§ **WRITTEN EXERCISE**: Rewrite everything from the line containing "Is there any gull's pink leg" down to the end of the material, with the requests left unchanged and their sample coordinates untouched. Scale every box coordinate in the answers by 0.9 and round each to a whole number, with halves rounded up.

>> START

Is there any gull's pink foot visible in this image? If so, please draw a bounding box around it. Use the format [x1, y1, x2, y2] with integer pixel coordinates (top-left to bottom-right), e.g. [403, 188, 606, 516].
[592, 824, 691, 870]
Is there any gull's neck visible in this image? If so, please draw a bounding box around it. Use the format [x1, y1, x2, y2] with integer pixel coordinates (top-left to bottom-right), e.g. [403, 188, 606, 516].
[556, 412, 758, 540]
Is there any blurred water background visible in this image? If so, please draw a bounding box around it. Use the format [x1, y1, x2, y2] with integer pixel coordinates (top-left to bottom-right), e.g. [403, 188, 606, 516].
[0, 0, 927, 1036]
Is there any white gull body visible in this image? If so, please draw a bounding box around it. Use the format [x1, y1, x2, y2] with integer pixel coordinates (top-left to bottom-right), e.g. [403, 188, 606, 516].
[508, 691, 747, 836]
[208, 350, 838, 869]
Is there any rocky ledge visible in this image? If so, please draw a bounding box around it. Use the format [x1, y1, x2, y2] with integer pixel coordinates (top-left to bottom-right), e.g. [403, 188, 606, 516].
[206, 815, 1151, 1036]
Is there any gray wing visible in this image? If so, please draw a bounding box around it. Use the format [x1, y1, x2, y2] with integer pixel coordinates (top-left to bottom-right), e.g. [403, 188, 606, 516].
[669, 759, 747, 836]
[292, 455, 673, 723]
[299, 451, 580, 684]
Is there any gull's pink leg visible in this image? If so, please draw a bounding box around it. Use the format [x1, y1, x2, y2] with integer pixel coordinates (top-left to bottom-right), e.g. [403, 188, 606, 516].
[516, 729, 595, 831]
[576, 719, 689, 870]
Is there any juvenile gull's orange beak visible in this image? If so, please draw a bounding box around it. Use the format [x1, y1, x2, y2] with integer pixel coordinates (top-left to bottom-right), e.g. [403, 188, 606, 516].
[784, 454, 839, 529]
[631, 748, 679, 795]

>> END

§ **WORKED ANSWER**:
Is there any gull's pink leg visible in this image? If so, please draw a bounding box around it. Use the format [x1, y1, x2, y2] with integer pixel coordinates (top-left to bottom-right), e.g. [403, 188, 606, 516].
[464, 656, 536, 748]
[518, 647, 620, 783]
Is there any juvenile gull's orange beak visible in this image? If so, please draw a bounding box around it. Use the format [x1, y1, x2, y2] with integer pixel coordinates (top-left to bottom-right), e.g. [403, 188, 606, 516].
[706, 409, 755, 476]
[568, 673, 611, 716]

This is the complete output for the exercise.